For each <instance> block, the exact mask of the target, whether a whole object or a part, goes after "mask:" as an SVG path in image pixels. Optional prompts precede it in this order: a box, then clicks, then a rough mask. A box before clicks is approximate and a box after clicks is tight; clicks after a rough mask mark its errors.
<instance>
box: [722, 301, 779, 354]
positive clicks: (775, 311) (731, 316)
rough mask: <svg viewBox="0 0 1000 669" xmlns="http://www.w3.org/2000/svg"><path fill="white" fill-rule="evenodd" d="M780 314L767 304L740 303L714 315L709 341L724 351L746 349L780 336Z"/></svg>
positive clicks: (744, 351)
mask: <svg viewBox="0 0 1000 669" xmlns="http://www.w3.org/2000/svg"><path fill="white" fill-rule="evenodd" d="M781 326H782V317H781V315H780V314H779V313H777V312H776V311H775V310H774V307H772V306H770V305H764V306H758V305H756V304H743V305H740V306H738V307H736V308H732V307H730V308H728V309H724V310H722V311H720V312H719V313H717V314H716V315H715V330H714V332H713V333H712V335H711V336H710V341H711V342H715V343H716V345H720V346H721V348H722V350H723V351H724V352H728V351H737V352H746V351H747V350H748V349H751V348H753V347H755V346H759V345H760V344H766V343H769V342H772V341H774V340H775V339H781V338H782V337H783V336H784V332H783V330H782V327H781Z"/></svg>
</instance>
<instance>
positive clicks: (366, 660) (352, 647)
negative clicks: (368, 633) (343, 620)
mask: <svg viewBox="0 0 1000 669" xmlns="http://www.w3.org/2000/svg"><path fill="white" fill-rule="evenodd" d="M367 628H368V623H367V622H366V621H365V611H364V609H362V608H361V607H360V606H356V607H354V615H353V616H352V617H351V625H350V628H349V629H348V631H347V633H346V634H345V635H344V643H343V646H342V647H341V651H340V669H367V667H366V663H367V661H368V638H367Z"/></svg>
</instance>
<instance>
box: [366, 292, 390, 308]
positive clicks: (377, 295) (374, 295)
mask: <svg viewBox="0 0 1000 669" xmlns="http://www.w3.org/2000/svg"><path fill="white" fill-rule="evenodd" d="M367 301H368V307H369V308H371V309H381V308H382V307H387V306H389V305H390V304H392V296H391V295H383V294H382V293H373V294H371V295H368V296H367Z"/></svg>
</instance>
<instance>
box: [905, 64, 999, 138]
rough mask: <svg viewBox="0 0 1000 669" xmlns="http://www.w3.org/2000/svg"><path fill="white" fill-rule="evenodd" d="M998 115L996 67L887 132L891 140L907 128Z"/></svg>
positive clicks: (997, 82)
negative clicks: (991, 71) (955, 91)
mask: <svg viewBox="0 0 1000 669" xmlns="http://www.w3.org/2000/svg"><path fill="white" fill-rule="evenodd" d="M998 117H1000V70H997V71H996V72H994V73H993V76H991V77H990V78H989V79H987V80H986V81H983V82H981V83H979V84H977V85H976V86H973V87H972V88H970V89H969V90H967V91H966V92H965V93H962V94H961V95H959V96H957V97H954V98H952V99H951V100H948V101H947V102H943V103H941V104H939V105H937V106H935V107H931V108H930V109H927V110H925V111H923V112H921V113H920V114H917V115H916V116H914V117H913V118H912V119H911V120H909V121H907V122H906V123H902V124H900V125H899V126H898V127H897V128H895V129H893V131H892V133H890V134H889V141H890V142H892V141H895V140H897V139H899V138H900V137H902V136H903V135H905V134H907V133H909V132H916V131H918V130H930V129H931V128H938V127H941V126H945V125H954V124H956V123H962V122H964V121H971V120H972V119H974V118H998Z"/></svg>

★ ★ ★ ★ ★

Reproduce all of the items above, substituting "inclusion clicks" for every occurrence of "positive clicks" and leaving everything else unchanged.

For each <instance> block, the exact mask of the target, whether a whole object or a part, goes after "mask:" as an SVG path in image pixels. Optional prompts precede it in this order: a box, then clicks, then a rough mask. A box before clicks is approximate and a box after clicks is tight; clicks after a rough mask mark its errors.
<instance>
box: [722, 301, 779, 354]
inclusion clicks: (775, 311) (731, 316)
rough mask: <svg viewBox="0 0 1000 669" xmlns="http://www.w3.org/2000/svg"><path fill="white" fill-rule="evenodd" d="M780 314L767 304L740 303L714 315L709 341L724 351L746 349L780 336Z"/></svg>
inclusion clicks: (744, 351)
mask: <svg viewBox="0 0 1000 669" xmlns="http://www.w3.org/2000/svg"><path fill="white" fill-rule="evenodd" d="M781 326H782V317H781V315H780V314H779V313H777V312H776V311H775V310H774V307H772V306H770V305H764V306H758V305H756V304H743V305H740V306H738V307H736V308H732V307H730V308H728V309H724V310H722V311H720V312H719V313H717V314H716V315H715V330H714V332H713V333H712V335H711V336H710V341H711V342H715V343H716V345H720V346H721V348H722V350H723V351H724V352H728V351H737V352H746V351H747V350H748V349H751V348H753V347H755V346H759V345H760V344H766V343H769V342H772V341H774V340H775V339H781V338H782V337H783V336H784V332H783V330H782V327H781Z"/></svg>
</instance>
<instance>
inclusion clicks: (366, 660) (352, 647)
negative clicks: (368, 633) (343, 620)
mask: <svg viewBox="0 0 1000 669" xmlns="http://www.w3.org/2000/svg"><path fill="white" fill-rule="evenodd" d="M367 628H368V623H367V622H366V621H365V611H364V609H362V608H361V607H360V606H356V607H354V615H353V616H352V617H351V625H350V628H349V629H348V631H347V633H346V634H345V635H344V643H343V646H342V647H341V651H340V669H367V667H366V663H367V661H368V638H367Z"/></svg>
</instance>
<instance>
box: [366, 292, 390, 308]
inclusion clicks: (377, 295) (374, 295)
mask: <svg viewBox="0 0 1000 669" xmlns="http://www.w3.org/2000/svg"><path fill="white" fill-rule="evenodd" d="M367 301H368V307H369V308H371V309H381V308H382V307H387V306H389V305H390V304H392V296H391V295H383V294H382V293H373V294H371V295H368V296H367Z"/></svg>
</instance>
<instance>
box: [905, 64, 999, 138]
rough mask: <svg viewBox="0 0 1000 669" xmlns="http://www.w3.org/2000/svg"><path fill="white" fill-rule="evenodd" d="M998 115L996 67L887 132L891 140L907 128Z"/></svg>
inclusion clicks: (997, 82)
negative clicks: (991, 71) (955, 91)
mask: <svg viewBox="0 0 1000 669" xmlns="http://www.w3.org/2000/svg"><path fill="white" fill-rule="evenodd" d="M998 117H1000V70H997V71H996V72H994V73H993V76H991V77H990V78H989V79H987V80H986V81H983V82H981V83H979V84H977V85H976V86H973V87H972V88H970V89H969V90H967V91H966V92H965V93H962V94H961V95H959V96H957V97H954V98H952V99H951V100H948V101H947V102H943V103H941V104H939V105H937V106H935V107H931V108H930V109H927V110H925V111H923V112H921V113H920V114H917V115H916V116H914V117H913V118H912V119H911V120H909V121H907V122H906V123H902V124H900V125H899V126H898V127H897V128H895V129H893V131H892V133H890V134H889V141H890V142H892V141H895V140H897V139H899V138H900V137H902V136H903V135H905V134H907V133H909V132H916V131H918V130H930V129H931V128H938V127H941V126H945V125H954V124H956V123H962V122H964V121H971V120H972V119H974V118H998Z"/></svg>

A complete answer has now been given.